A faithful, complete copy of the entries is the sole expected answer.

Region pointing data
--- START ---

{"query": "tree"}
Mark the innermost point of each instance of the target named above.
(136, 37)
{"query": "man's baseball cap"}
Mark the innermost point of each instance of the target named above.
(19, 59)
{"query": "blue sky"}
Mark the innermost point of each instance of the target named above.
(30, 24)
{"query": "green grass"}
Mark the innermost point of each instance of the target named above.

--- END ---

• YOUR SOLUTION
{"query": "tree"}
Mark the innermost point of each instance of the target named above.
(136, 37)
{"query": "man's baseball cap"}
Mark the innermost point of each instance of the target named above.
(19, 59)
{"query": "blue sky"}
Mark the innermost point of each instance of the target named above.
(30, 24)
{"query": "green grass"}
Mark the innermost point of each instance of the target named above.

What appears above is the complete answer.